■ **EXERCISE 1**:
According to the piece on India's medical profession, about what share of India's GDP is allocated to healthcare?
■ **EXERCISE 2**:
Extend the piece on India's medical profession, picking up right after its final sentence.

■ **TEXT FOR ANALYSIS**:

'''

Representative image. Photo: Marcelo Leal/Unsplash
The medical fraternity of India is a highly educated and hard-working class of people, but unfortunately, a pall of despair and uncertainty looms over its members. This life-saving profession is often taken for a ride by all ill-behaved patients and their relatives, unintelligent leaders, an oft-inconsiderate judiciary, undue interference by bureaucrats and misguided media narratives.
Medical treatments have also become quite costly, and increasing out-of-pocket expenses have been implicated in increasing poverty. An important part of the problem here is lawmakers. If our governments had spent enough of their budgets on healthcare and improved government hospitals, the poor and the middle class wouldn’t have to turn to private hospitals for medical care. With just about 1% of India’s GDP allocated to healthcare, our leaders have practically left the people’s health to their luck and fate.
Many of the investments that our lawmakers make are also designed to provide returns in the short-term, with no eye on longer term goals. And while bureaucrats may be powerless in this regard, it is surprising that the judiciary has also been silent vis-à-vis meagre allocation towards medical care. And for all of these actors and institutions, private hospitals and doctors have become easy foil for their own inadequacies and failures.
Unfortunately, the medical fraternity has no strong authority in government to press its views, and is set to become even more voiceless under the National Medical Commission Act 2019. In addition, doctors in government service, however qualified and dedicated, have to serve under often less-qualified bureaucrats and with meagre allocations, so it’s not surprising that many of the more talented, entrepreneurial minds of the fraternity have preferred the private sector.
The result is that India has numerous private hospitals providing world-class medical care on par, or even better than those in developed countries, and often at lower prices – even as our government facilities remain far behind. And having demoralised the public health sector, bureaucrats and political leaders turned their focus and ‘efforts’ to the schemes tailored for private facilities, like Ayushman Bharat across India and Aarogyasri in Andhra Pradesh.
Despite the hype and propaganda, the various schemes that offer free corporate healthcare only degrade the government health sector while doing no real good to the poor. If our leaders invested the same funds towards strengthening government hospitals, the poor and the needy will automatically be served better. But ‘corporate healthcare to the poor’ appears to be a more powerful slogan than ‘better care in government hospitals’.

'''

■ **INFORMATION PROVIDED**:
'''

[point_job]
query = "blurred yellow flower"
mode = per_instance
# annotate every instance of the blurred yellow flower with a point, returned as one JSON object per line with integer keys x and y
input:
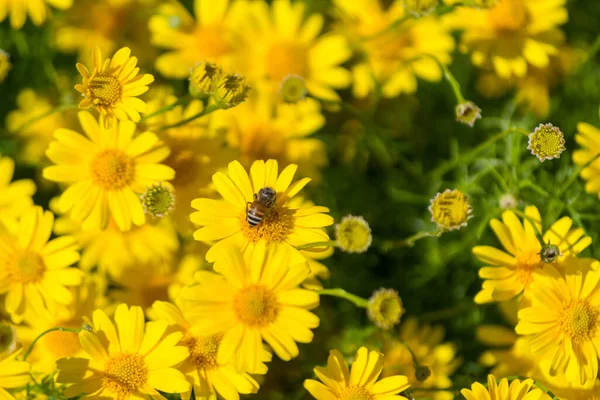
{"x": 280, "y": 40}
{"x": 106, "y": 169}
{"x": 361, "y": 382}
{"x": 37, "y": 135}
{"x": 36, "y": 273}
{"x": 420, "y": 354}
{"x": 395, "y": 53}
{"x": 588, "y": 137}
{"x": 135, "y": 363}
{"x": 518, "y": 390}
{"x": 225, "y": 221}
{"x": 563, "y": 322}
{"x": 112, "y": 87}
{"x": 202, "y": 369}
{"x": 256, "y": 297}
{"x": 510, "y": 273}
{"x": 38, "y": 10}
{"x": 512, "y": 35}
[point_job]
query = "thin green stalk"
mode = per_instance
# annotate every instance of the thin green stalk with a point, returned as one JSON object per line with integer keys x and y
{"x": 342, "y": 294}
{"x": 57, "y": 328}
{"x": 329, "y": 243}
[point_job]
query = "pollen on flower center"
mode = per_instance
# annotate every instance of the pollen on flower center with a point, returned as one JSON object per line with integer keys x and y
{"x": 112, "y": 169}
{"x": 203, "y": 350}
{"x": 256, "y": 305}
{"x": 125, "y": 373}
{"x": 104, "y": 89}
{"x": 285, "y": 59}
{"x": 276, "y": 226}
{"x": 26, "y": 267}
{"x": 579, "y": 320}
{"x": 355, "y": 393}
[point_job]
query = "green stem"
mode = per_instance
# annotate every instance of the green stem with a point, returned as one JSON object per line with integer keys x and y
{"x": 57, "y": 328}
{"x": 329, "y": 243}
{"x": 209, "y": 109}
{"x": 342, "y": 294}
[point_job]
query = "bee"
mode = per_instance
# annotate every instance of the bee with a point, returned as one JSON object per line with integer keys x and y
{"x": 263, "y": 201}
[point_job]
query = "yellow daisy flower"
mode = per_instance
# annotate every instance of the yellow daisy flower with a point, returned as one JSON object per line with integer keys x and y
{"x": 112, "y": 87}
{"x": 359, "y": 383}
{"x": 36, "y": 276}
{"x": 202, "y": 369}
{"x": 38, "y": 10}
{"x": 518, "y": 390}
{"x": 225, "y": 221}
{"x": 38, "y": 135}
{"x": 106, "y": 169}
{"x": 393, "y": 58}
{"x": 208, "y": 37}
{"x": 262, "y": 129}
{"x": 279, "y": 41}
{"x": 15, "y": 195}
{"x": 510, "y": 272}
{"x": 131, "y": 360}
{"x": 255, "y": 298}
{"x": 511, "y": 35}
{"x": 562, "y": 321}
{"x": 588, "y": 137}
{"x": 421, "y": 355}
{"x": 13, "y": 374}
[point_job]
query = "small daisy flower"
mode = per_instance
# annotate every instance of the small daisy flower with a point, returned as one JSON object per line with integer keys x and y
{"x": 112, "y": 87}
{"x": 353, "y": 234}
{"x": 385, "y": 308}
{"x": 546, "y": 142}
{"x": 450, "y": 209}
{"x": 125, "y": 359}
{"x": 158, "y": 200}
{"x": 359, "y": 383}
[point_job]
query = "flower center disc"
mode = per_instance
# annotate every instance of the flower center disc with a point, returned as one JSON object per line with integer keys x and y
{"x": 125, "y": 373}
{"x": 355, "y": 393}
{"x": 112, "y": 169}
{"x": 104, "y": 89}
{"x": 256, "y": 305}
{"x": 27, "y": 267}
{"x": 578, "y": 321}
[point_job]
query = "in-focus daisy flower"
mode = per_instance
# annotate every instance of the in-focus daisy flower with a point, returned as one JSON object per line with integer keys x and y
{"x": 512, "y": 35}
{"x": 420, "y": 354}
{"x": 393, "y": 58}
{"x": 385, "y": 308}
{"x": 281, "y": 40}
{"x": 588, "y": 137}
{"x": 126, "y": 359}
{"x": 202, "y": 369}
{"x": 36, "y": 273}
{"x": 255, "y": 298}
{"x": 450, "y": 209}
{"x": 15, "y": 195}
{"x": 518, "y": 390}
{"x": 262, "y": 129}
{"x": 36, "y": 136}
{"x": 510, "y": 272}
{"x": 113, "y": 86}
{"x": 208, "y": 36}
{"x": 359, "y": 383}
{"x": 5, "y": 65}
{"x": 546, "y": 142}
{"x": 225, "y": 221}
{"x": 563, "y": 321}
{"x": 38, "y": 10}
{"x": 13, "y": 373}
{"x": 353, "y": 234}
{"x": 106, "y": 168}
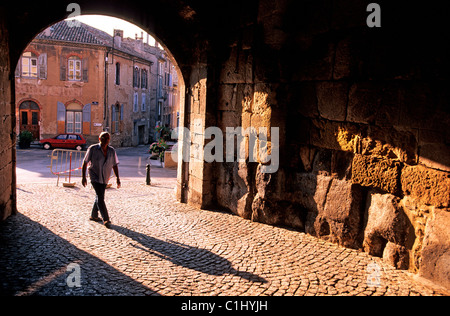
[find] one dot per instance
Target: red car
(74, 141)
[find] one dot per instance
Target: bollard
(148, 181)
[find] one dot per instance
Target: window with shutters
(117, 74)
(29, 65)
(136, 77)
(74, 69)
(135, 102)
(144, 79)
(143, 104)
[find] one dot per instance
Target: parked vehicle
(74, 141)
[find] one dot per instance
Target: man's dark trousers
(99, 204)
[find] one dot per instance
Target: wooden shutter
(42, 66)
(85, 67)
(62, 68)
(61, 118)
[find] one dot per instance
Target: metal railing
(66, 163)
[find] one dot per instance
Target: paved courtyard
(157, 246)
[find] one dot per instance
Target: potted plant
(25, 139)
(158, 148)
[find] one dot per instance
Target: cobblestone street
(157, 246)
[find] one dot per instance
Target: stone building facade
(77, 79)
(362, 111)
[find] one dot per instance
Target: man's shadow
(194, 258)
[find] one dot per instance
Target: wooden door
(29, 118)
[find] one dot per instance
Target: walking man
(102, 159)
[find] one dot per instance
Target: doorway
(141, 134)
(29, 115)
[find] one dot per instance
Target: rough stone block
(332, 100)
(363, 102)
(388, 232)
(342, 212)
(376, 173)
(435, 263)
(432, 187)
(435, 156)
(333, 135)
(390, 143)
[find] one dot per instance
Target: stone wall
(363, 117)
(7, 136)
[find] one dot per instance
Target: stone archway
(362, 113)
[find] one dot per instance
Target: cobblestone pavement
(157, 246)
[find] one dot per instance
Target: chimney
(118, 37)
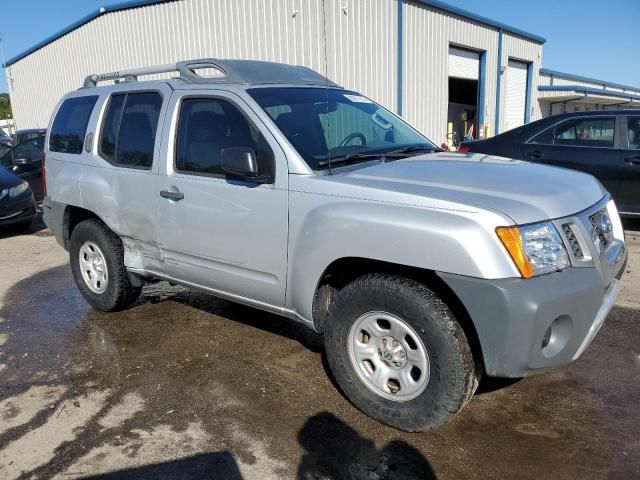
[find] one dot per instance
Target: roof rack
(233, 71)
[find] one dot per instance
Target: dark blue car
(604, 143)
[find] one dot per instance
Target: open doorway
(464, 88)
(463, 108)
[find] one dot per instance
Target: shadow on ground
(199, 383)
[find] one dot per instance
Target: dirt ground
(187, 386)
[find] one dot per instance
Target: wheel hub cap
(389, 356)
(93, 267)
(391, 352)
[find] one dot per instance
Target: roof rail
(186, 70)
(233, 71)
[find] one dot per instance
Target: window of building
(633, 132)
(70, 125)
(129, 129)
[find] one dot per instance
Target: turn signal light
(512, 241)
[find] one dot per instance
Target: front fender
(325, 229)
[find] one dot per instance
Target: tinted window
(70, 125)
(29, 150)
(208, 125)
(633, 132)
(586, 132)
(544, 138)
(129, 129)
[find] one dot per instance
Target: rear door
(25, 161)
(585, 143)
(628, 198)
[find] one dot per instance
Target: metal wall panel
(519, 48)
(428, 33)
(361, 50)
(361, 45)
(515, 99)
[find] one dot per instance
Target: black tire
(454, 374)
(119, 292)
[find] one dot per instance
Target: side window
(208, 125)
(633, 132)
(129, 129)
(544, 138)
(586, 132)
(70, 125)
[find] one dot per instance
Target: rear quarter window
(70, 125)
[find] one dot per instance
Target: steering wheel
(351, 136)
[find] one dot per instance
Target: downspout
(498, 82)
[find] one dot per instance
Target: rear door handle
(171, 195)
(535, 154)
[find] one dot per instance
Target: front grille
(570, 235)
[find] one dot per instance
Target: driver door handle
(171, 195)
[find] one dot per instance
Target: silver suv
(269, 185)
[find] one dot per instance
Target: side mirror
(242, 162)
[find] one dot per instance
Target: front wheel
(97, 264)
(398, 353)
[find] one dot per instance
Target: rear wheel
(398, 353)
(97, 264)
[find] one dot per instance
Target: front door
(216, 231)
(628, 199)
(585, 143)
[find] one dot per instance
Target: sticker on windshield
(357, 98)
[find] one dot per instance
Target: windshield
(327, 126)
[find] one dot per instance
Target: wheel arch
(344, 270)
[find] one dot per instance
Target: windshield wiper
(351, 158)
(414, 148)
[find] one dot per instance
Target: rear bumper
(19, 210)
(513, 316)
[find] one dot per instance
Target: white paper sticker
(357, 98)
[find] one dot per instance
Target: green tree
(5, 106)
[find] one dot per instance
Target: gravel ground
(184, 385)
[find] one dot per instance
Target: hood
(8, 179)
(526, 192)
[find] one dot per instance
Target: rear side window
(586, 132)
(70, 125)
(129, 129)
(206, 127)
(544, 138)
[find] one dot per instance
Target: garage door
(464, 64)
(516, 98)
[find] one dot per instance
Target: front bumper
(512, 316)
(18, 210)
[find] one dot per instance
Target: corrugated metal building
(435, 64)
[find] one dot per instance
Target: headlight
(18, 189)
(535, 249)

'''

■ **RESULT 1**:
About 1%.

■ **RESULT 2**:
If the government really wants to improve the healthcare standards of the nation, it must first set aside its populist strategies, and endeavour to empower the medical fraternity in matters of healthcare matters, instead of demoralising them. The government should make the National Medical Commission a powerful and autonomous body in healthcare policymaking and administration, and introduce an ‘Indian Medical Service’ – along the lines of the IAS and IPS – for medical professionals, so that they are appointed as members of the council and assist the government.
The government must realise that the people’s health is as important as national security, and must allocate due share of funds for the health sector. The Union health health ministry, strictly following the recommendations of the medical council, must present an annual health budget in Parliament.
These steps together will infuse a measure of discipline and focus in the fraternity, and encourage them to participate in government service. A medical council that is more efficient and genuine with respect to regulating its members, both in private and public sectors, is also an institution capable of effectively mitigating, or even eliminating, medical malpractice and quackery.
As we all know, tens of thousands of students compete every year with each other to enroll in medical colleges, study hard for many years and graduate as doctors in a variety of fields. After all this work, it is a pity that they end up being overseen and administered by a system that is indifferent to their priorities, the priorities of the care-giving enterprise and ultimately to the nation’s health itself. I hope the medical fraternity gets its due soon so that it may dispense its duties to the best of its ability.
Dr Srinivasa Rao Gonuguntla is a practising general and laparoscopic surgeon in Srikrishna Hospital, Narasaraopet, Andhra Pradesh.